§ **TEXT PASSAGE**:
*** Begin section ***

Shah’s exit remembered 40 years on

Published January 17, 2019
IN this Jan 16, 1979 file photo, Shah Mohammad Reza Pahlavi and Empress Farah walk on the tarmac at Mehrabad Airport in Tehran to board a plane to leave the country.—AP
IN this Jan 16, 1979 file photo, Shah Mohammad Reza Pahlavi and Empress Farah walk on the tarmac at Mehrabad Airport in Tehran to board a plane to leave the country.—AP

Jan 16 marks the 40th anniversary of the beginning of the end for Iran’s Shah Mohammad Reza Pahlavi after months of turmoil that led to the demise of the 2,500-years-old monarchy. A story about the momentous event is reproduced below.

JUBILANT Iranians danced in the streets of Tehran on Tuesday (Jan 16, 1979), chanting “The shah is gone” as word spread swiftly through the capital that the monarch had left the country. Their joy spread to other parts of the Arab world and to Paris, where the shah’s arch foe, Ayatollah Khomeini, greeted the news with “God is great.” Statues of Shah Mohammad Reza Pahlavi were pulled to the ground in Tehran and some Iranians cut his portrait out of banknotes. Horns honked, bakers gave away free cakes and cookies, and Iranians dumped candy into passing cars. They sprinkled each other with rosewater as they heard that the shah had slipped out of the country and flown to Egypt. Throughout Iran, cheering demonstrators held aloft portraits of Khomeini, the self-exiled leader who directed the religious opposition to the shah. He has vowed to establish an Islamic republic in Iran, where more than 90 per cent of the population is Muslim.

*** End section ***

§ **EXTRACTED RECORDS**:
*** Begin section ***

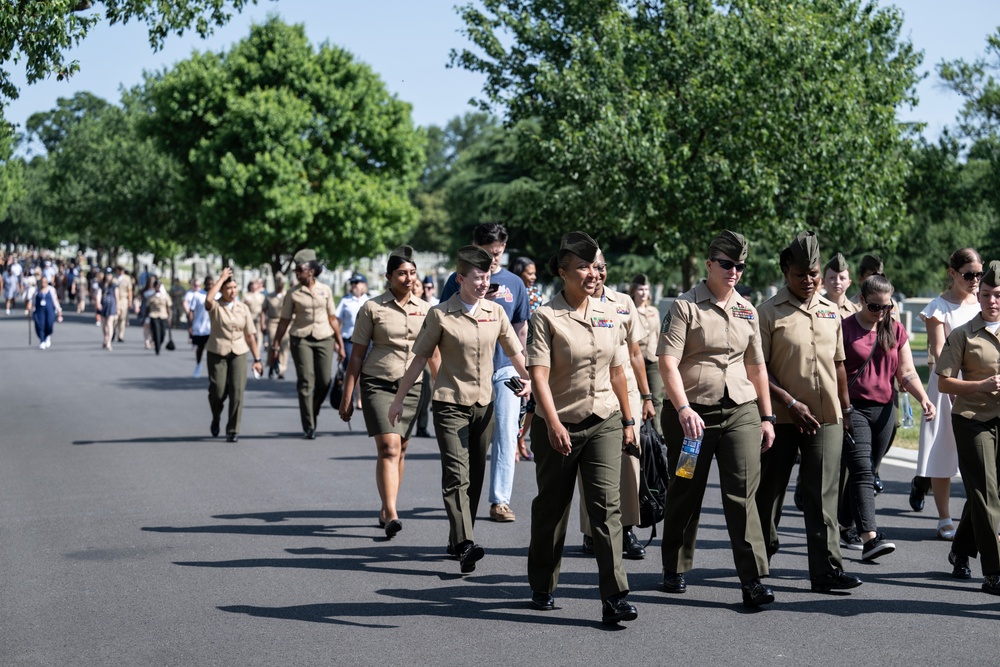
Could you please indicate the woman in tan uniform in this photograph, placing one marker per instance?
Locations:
(389, 323)
(582, 423)
(233, 334)
(466, 329)
(309, 312)
(272, 313)
(158, 311)
(713, 370)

*** End section ***

§ **WHAT YOU SHOULD DO**: Rewrite the part of the article on the Shah's exit that opens with the words containing "Shah’s exit remembered" and closes with "is reproduced below.", putting "dynasty" in place of "monarchy".

§ **SOLUTION**:
Shah’s exit remembered 40 years on

Published January 17, 2019
IN this Jan 16, 1979 file photo, Shah Mohammad Reza Pahlavi and Empress Farah walk on the tarmac at Mehrabad Airport in Tehran to board a plane to leave the country.—AP
IN this Jan 16, 1979 file photo, Shah Mohammad Reza Pahlavi and Empress Farah walk on the tarmac at Mehrabad Airport in Tehran to board a plane to leave the country.—AP

Jan 16 marks the 40th anniversary of the beginning of the end for Iran’s Shah Mohammad Reza Pahlavi after months of turmoil that led to the demise of the 2,500-years-old dynasty. A story about the momentous event is reproduced below.